» **WORK REQUEST**:
Which lines in the records below contain the string "rough", with case matching exactly? Find each one and copy it in full.

- - - - - - -

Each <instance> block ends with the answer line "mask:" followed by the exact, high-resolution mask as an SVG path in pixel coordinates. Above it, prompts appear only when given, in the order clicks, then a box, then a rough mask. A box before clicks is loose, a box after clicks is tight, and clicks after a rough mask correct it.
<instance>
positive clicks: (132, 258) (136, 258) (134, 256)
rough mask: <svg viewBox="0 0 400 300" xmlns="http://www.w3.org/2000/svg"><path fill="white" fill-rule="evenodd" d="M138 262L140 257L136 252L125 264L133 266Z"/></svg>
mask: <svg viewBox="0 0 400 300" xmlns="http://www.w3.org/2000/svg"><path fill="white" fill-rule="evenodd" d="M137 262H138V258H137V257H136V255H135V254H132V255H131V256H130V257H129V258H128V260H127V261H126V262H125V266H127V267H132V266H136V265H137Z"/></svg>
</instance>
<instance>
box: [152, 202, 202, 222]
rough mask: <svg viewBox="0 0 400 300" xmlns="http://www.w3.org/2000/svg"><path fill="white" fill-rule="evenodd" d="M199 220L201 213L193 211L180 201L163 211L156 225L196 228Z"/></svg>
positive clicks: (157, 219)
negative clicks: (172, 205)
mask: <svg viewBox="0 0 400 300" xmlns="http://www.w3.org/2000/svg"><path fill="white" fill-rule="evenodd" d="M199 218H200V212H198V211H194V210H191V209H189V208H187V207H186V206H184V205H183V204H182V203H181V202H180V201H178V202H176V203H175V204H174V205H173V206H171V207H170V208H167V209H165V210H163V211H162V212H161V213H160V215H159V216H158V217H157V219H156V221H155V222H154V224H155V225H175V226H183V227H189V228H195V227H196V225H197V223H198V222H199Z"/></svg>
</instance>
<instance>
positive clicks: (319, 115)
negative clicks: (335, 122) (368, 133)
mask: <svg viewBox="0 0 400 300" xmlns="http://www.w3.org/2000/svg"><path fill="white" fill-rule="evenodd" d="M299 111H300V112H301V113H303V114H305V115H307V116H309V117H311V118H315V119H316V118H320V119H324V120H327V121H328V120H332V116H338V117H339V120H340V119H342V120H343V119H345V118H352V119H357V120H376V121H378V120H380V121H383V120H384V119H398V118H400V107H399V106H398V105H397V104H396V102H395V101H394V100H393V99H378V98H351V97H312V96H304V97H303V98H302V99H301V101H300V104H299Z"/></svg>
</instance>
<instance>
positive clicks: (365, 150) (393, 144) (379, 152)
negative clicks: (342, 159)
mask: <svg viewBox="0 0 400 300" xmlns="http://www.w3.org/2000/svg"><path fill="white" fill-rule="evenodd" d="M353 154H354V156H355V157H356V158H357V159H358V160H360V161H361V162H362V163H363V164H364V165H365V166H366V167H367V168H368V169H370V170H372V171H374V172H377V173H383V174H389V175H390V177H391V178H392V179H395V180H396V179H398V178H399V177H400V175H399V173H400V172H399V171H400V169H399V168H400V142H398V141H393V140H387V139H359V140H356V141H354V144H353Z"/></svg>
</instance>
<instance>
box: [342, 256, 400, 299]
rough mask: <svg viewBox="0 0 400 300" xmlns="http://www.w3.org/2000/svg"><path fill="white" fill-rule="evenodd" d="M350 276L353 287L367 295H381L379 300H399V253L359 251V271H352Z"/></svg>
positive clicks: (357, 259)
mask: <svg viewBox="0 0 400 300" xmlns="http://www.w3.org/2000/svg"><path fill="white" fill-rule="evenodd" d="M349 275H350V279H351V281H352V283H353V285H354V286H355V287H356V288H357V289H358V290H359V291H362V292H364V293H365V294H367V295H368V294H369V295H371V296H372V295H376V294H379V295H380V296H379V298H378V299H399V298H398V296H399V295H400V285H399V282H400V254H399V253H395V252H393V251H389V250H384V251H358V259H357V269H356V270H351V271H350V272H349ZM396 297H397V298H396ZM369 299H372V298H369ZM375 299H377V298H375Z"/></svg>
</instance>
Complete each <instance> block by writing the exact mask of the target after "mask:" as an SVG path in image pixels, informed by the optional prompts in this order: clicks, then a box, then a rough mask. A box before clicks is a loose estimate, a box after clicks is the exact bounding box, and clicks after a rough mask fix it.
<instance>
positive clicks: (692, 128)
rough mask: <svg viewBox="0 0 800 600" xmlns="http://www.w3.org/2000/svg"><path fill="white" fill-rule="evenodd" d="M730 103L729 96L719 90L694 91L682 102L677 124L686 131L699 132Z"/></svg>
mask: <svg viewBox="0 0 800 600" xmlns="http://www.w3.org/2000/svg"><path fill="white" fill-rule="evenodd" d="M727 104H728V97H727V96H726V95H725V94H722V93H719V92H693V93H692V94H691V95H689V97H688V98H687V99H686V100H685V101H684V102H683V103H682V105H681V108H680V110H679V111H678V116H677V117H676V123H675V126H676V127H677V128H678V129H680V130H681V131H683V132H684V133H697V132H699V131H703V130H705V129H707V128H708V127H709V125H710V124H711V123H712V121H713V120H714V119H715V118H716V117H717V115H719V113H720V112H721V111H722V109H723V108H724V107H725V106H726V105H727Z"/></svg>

- - - - - - -

» **SOLUTION FOR THIS EXERCISE**:
Each <instance> block ends with the answer line "mask:" followed by the exact, high-resolution mask as an SVG path in pixel coordinates. Above it, prompts appear only when given, in the order clicks, then a box, then a rough mask. A box before clicks is loose, a box after clicks is tight, and clicks after a rough mask correct it.
rough mask: <svg viewBox="0 0 400 300" xmlns="http://www.w3.org/2000/svg"><path fill="white" fill-rule="evenodd" d="M138 262L140 257L136 252L125 264L133 266Z"/></svg>
rough mask: <svg viewBox="0 0 400 300" xmlns="http://www.w3.org/2000/svg"><path fill="white" fill-rule="evenodd" d="M199 220L201 213L193 211L180 201L163 211L156 225L196 228Z"/></svg>
rough mask: <svg viewBox="0 0 400 300" xmlns="http://www.w3.org/2000/svg"><path fill="white" fill-rule="evenodd" d="M350 276L353 287L367 295H381L379 300H399V253L359 251V271H352Z"/></svg>
Complete each <instance> block by writing the exact mask of the target after "mask:" as an SVG path in image pixels, informed by the optional prompts in this order: clicks, then a box, then a rough mask. A box before clicks is a loose estimate, a box after clicks is the exact bounding box, and clicks after a rough mask fix it.
rough mask: <svg viewBox="0 0 800 600" xmlns="http://www.w3.org/2000/svg"><path fill="white" fill-rule="evenodd" d="M730 103L729 96L719 90L694 91L682 102L677 124L686 131L699 132Z"/></svg>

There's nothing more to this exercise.